» **Descrizione del compito**:
Stabilisci se ciascuna affermazione concorda con il brano sulla sentenza della Cassazione riportato più sotto: (a) la sentenza esaminata porta la data del 14 febbraio 2022; (b) in primo grado l'assicuratore non subì alcuna condanna; (c) la Corte d'Appello confermò la decisione di primo grado. Per ognuna rispondi sì o no e cita fra virgolette le parole del brano che lo dimostrano.

» **Estratto del documento**:
· · · · · · ·

L'assicuratore della RCA non è un debitore qualsiasi ma è qualificato dalla veste professionale
10 Marzo 2022
Breve premessa
Con la sentenza n. 4668/2022 del 14 febbraio 2022 la Sesta Civile della Suprema Corte di Cassazione affronta una problematica sempre attuale e di interesse in materia di gestione da parte dell'assicuratore dei tempi, così come scanditi dal Legislatore, nella gestione della liquidazione di un sinistro derivante dalla circolazione stradale. La vicenda prende spunto da un sinistro stradale in cui l'assicuratore in primo grado venne condannato ultramassimale, per rivalutazione ed interessi, in quanto ritenuto di avere colpevolmente ritardato l'adempimento delle proprie obbligazioni risarcitorie. La sentenza, appellata dall'assicuratore, venne sovvertita dalla Corte d'Appello che ritenne insussistente la mora colpevole dell'assicuratore.

· · · · · · ·

Voci del dataset salvate
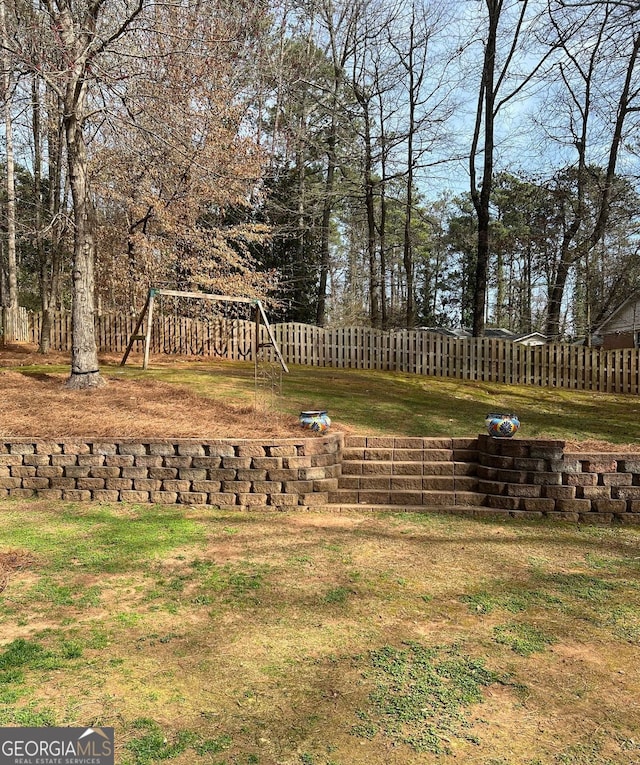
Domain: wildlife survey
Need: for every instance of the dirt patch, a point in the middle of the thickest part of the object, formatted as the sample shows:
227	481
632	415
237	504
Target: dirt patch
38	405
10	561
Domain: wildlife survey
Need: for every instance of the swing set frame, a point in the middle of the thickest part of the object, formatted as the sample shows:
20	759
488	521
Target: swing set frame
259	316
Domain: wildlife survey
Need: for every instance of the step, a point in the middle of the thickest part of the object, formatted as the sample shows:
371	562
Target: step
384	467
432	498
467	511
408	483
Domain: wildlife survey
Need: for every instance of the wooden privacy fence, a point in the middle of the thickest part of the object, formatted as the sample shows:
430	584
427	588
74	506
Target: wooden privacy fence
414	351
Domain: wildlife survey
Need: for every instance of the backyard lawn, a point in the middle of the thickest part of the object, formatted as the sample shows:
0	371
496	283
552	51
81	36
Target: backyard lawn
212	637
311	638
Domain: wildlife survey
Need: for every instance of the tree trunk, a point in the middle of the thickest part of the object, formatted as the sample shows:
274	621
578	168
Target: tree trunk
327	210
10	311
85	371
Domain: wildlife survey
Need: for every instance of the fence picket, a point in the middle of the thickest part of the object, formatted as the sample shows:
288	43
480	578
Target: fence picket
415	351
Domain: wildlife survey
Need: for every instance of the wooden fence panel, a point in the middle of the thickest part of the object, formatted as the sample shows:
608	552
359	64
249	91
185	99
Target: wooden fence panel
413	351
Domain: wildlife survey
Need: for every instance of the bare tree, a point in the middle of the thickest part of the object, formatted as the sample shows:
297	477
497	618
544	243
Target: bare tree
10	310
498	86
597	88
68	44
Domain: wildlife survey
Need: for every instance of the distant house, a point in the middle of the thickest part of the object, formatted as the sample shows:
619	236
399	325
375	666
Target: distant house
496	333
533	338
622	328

· · · · · · ·

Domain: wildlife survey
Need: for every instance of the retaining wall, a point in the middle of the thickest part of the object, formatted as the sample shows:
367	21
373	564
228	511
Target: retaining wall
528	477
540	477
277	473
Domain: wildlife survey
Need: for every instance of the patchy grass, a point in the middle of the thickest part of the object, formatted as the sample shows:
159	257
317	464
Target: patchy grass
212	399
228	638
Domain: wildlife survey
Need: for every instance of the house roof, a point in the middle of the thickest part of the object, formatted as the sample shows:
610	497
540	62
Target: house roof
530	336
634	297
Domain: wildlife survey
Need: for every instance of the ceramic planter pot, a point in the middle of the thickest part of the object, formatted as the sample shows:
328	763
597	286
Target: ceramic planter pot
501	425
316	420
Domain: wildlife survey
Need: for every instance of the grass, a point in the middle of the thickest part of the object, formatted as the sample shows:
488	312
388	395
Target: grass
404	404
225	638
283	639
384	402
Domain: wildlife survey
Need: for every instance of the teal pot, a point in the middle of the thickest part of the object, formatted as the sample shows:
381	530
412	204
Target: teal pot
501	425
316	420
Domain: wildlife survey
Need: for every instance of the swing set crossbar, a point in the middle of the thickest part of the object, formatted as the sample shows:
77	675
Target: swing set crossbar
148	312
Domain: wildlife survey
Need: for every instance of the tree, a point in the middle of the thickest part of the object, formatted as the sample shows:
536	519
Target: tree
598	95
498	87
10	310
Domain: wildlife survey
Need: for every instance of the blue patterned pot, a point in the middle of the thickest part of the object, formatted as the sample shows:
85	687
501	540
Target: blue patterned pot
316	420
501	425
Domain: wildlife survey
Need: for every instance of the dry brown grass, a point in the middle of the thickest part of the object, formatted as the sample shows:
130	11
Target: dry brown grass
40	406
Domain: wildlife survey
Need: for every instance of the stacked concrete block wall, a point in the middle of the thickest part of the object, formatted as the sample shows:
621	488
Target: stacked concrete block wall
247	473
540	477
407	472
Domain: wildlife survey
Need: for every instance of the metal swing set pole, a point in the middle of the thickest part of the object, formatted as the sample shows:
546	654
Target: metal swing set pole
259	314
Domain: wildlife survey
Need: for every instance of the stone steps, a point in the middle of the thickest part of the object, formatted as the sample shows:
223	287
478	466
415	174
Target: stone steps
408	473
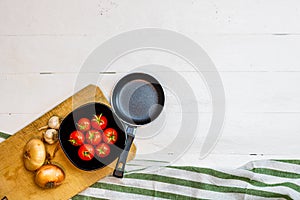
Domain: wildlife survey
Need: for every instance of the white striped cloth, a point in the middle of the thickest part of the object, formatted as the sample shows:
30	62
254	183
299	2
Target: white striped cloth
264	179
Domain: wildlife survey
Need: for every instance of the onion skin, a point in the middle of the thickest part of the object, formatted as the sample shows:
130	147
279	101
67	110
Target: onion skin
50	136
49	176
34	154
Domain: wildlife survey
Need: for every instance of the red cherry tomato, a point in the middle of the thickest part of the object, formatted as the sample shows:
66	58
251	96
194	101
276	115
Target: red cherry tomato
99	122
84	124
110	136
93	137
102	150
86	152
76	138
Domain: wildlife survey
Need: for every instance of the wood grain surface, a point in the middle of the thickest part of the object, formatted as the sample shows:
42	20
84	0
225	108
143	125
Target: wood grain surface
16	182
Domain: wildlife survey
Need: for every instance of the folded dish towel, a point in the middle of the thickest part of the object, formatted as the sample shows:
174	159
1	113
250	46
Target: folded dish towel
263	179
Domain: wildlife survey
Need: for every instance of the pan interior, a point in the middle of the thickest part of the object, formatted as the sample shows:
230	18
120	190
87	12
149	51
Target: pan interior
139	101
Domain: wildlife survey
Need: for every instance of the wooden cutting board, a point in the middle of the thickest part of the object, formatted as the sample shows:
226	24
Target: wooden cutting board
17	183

· · · · · · ·

» **Risultato qui sotto**:
(a) Sì: «Con la sentenza n. 4668/2022 del 14 febbraio 2022».
(b) No: «l'assicuratore in primo grado venne condannato ultramassimale».
(c) No: «La sentenza, appellata dall'assicuratore, venne sovvertita dalla Corte d'Appello».